Exercise goal: Output all lines exactly.

Stored data:
--- Start ---

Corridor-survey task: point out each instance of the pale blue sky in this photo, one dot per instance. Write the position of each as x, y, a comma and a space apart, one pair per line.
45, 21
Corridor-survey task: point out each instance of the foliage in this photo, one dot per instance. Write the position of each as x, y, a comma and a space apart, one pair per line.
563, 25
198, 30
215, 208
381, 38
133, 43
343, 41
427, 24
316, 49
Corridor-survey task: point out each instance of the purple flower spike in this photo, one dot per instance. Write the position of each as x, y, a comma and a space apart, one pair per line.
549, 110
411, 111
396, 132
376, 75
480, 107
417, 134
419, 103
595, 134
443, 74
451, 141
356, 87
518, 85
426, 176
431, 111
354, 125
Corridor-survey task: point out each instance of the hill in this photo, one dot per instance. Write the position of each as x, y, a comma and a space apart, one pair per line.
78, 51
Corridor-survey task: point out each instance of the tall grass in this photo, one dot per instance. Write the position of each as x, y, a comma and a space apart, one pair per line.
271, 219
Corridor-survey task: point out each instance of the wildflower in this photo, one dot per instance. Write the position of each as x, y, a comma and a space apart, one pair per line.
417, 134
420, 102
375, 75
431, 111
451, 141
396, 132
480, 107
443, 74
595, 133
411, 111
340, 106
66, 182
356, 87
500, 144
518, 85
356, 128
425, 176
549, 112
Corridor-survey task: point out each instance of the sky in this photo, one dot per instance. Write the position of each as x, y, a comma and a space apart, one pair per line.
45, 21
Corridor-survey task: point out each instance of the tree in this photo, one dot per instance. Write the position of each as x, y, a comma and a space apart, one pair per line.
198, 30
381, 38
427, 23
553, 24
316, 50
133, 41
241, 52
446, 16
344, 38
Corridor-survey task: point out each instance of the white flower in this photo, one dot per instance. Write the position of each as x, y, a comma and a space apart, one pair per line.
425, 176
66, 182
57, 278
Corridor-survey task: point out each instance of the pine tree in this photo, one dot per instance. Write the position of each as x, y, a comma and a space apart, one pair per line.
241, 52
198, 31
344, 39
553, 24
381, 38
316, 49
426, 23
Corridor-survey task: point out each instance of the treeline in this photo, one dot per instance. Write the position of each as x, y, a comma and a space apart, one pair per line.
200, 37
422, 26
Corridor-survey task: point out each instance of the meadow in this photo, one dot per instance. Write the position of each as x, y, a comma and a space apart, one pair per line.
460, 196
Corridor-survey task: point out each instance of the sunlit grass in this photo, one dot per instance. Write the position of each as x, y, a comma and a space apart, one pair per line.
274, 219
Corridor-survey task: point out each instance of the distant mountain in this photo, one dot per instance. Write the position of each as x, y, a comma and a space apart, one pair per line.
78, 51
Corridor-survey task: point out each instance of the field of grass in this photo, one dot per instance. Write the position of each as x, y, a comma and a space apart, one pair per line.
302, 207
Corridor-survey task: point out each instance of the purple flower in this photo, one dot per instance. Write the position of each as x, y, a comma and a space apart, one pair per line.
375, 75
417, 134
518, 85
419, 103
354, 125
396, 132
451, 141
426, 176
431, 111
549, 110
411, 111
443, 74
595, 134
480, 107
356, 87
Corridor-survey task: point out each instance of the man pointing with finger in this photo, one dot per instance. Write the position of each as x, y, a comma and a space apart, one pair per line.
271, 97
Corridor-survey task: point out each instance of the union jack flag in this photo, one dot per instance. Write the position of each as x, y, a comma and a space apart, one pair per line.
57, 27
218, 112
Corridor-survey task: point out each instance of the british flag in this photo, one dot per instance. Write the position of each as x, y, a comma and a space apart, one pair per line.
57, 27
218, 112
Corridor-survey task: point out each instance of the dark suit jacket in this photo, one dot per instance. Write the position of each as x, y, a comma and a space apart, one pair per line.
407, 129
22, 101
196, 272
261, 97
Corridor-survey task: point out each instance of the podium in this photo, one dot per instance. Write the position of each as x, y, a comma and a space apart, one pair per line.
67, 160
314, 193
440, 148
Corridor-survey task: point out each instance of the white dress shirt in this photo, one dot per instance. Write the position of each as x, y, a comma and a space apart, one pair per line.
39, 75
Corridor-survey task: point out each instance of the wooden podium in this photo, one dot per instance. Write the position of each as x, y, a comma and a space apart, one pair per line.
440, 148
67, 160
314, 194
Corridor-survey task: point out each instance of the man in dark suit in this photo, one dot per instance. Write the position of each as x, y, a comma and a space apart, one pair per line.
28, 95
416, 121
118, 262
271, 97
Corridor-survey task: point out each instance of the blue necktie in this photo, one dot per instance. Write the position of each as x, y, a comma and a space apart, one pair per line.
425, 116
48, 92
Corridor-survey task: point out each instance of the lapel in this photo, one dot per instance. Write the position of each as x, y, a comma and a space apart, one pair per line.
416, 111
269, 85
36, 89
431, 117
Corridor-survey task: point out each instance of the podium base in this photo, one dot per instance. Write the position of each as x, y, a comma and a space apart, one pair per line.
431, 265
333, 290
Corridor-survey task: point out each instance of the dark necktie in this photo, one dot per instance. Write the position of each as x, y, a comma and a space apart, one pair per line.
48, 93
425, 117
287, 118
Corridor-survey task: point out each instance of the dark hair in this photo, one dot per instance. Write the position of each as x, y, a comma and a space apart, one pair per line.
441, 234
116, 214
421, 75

--- End ---

Answer to the problem:
Corridor-survey task: point out each instance of the pale blue sky in this photo, one dot per instance. Write the position of each as x, y, a comma and a space apart, one pair per line.
45, 21
Corridor-survey task: point out each instance of the foliage in this photo, one dot per instance. Write the position of each as x, y, a comma and a space apart, one pair per line.
563, 25
198, 30
215, 208
381, 38
133, 43
343, 41
427, 24
316, 49
Corridor-survey task: point out each instance of the purple flower spike in this photo, one dot per instance. Write the position of each as x, y, a comma and a space apart, one pair per line.
549, 110
411, 111
396, 132
376, 75
480, 107
417, 134
419, 103
595, 134
443, 74
451, 141
356, 87
518, 85
426, 176
431, 111
354, 125
Corridor-survey task: point out each instance of the hill in this photo, one dot per instance. Write the position of each as x, y, a comma and a space apart, one pair per line.
78, 51
Corridor-survey task: point out each instance of the tall grass in this photo, one dot per instance. Write the position of each as x, y, a comma and a space apart, one pair per line.
271, 219
Corridor-survey task: point out each instance of the wildflower in this photo, one dot per instance. Write the position of each as x, y, a comma and a space apart, one pair per line.
417, 134
420, 102
375, 75
431, 111
451, 141
396, 132
480, 107
443, 74
595, 133
411, 111
340, 106
66, 182
356, 87
500, 144
518, 85
356, 128
425, 176
549, 112
Corridor-survey task: point out each instance of the sky in this photo, one dot per instance. Write the position of each as x, y, a comma and a space apart, one pair per line.
45, 21
Corridor-survey task: point out each instance of the tree in this photo, one dot per instance. Write the position of each as x, y, a comma and a space apart, one pair per line.
198, 30
381, 38
427, 23
553, 24
316, 50
133, 41
241, 52
446, 16
344, 38
Corridor-survey task: point out each instance of the white flower in this photo, one dot per instance. Write the position of each as x, y, a comma and a space apart, one pair per line.
425, 176
66, 182
57, 278
Corridor-survey task: point out each instance of the pine tree in this photo, one dot per instance. Write the position of each as x, y, a comma and a space apart, one pair per line.
241, 52
198, 31
344, 39
553, 24
381, 38
316, 49
426, 23
Corridor-survey task: point out each instance of the treeline in this photo, one dot per instance. Write the position of each as x, y, a comma and a space apart, one pair per line.
200, 37
422, 26
Corridor-survey task: point out each instance of the meadow in this photo, one dot per instance. Write the position of each as x, y, a comma and a space apart, one pair per line.
460, 196
Corridor-survey task: point out each instance of the sunlit grass in this photo, one dot per instance. Write the position of each as x, y, a comma and a space apart, one pair per line.
274, 219
Corridor-survey task: point out each instance of the distant mountain in this photo, one dot per instance. Write the position of each as x, y, a comma and a space apart, one pair per line.
78, 51
Corridor-survey task: point out each instance of the field of grass in this photo, one dot per instance. Write the position of each as x, y, a comma and a space apart, one pair per line.
302, 207
Corridor-survey task: point out each instance of the purple flower in this photo, one dot per instance. Write the position of each as x, y, a comma and a space apart, one pair per line.
375, 75
417, 134
518, 85
419, 103
354, 125
396, 132
451, 141
426, 176
431, 111
549, 110
411, 111
443, 74
595, 134
480, 107
356, 87
Corridor-survey task: point out each instance of the man pointing with finger in this photo, one dot per instance. Write the position of each as x, y, a comma and a space apart, one pair per line.
271, 97
Corridor-survey task: point out each instance of the union jack flag in this photo, one dot per instance. Write the position of each as x, y, a comma and a space apart, one pair per line.
57, 27
218, 112
Corridor-survey task: point out each instance of the british flag in this photo, one dot per instance. Write the position of each as x, y, a comma and a space apart, one pair per line.
57, 27
218, 112
Corridor-survey task: point out each instance of the dark suit jacket in this photo, one dot per instance. Write the position of each as x, y, a comma and a space apart, one pair per line.
407, 129
22, 101
196, 272
261, 97
Corridor-survey task: point out each instance of the podium in this photo, one dot per instance. Write the position of each as x, y, a comma and a space apart, one pair per line.
67, 160
314, 193
440, 148
Corridor-survey task: point out each instance of the white dress shirt in this photo, one dot per instance. Write the position of each as x, y, a comma and a space apart, one pair per line.
39, 75
Corridor-survey task: point out each instance of the wooden podium in this photo, one dot per instance. Write the position of each as x, y, a comma and a space apart, one pair per line.
440, 148
67, 160
314, 194
Corridor-survey task: point out each instance of the man in dark suit in this photo, one dot per instance. Write the position of each as x, y, a comma and a space apart, one pair per line.
28, 95
416, 121
118, 262
271, 97
Corridor-survey task: point out each instance of the blue necktie in this photo, one dot per instance. Write the position of each as x, y, a comma and a space apart, one pair per line.
425, 116
48, 92
Corridor-survey task: point out each instance of the lapel in this photo, one dot per instance. Write the position of each as x, y, a comma and a space apart, one pair per line.
416, 111
269, 85
36, 89
431, 117
Corridor-survey task: point out each instance of the podium base in this photo, one dot per instance. Write the position of each as x, y, a comma and a space apart, one pair per line.
431, 265
333, 290
Corridor-survey task: point out each instance of the dark necktie in this photo, one dot per instance. Write the position of each as x, y, a comma and a space apart, one pair per line.
48, 93
425, 117
287, 118
Corridor-survey task: point out each instance of the dark hair in this photo, one dot per instance. Write the position of each as x, y, a comma and a space apart, one pair per line.
441, 234
116, 214
421, 75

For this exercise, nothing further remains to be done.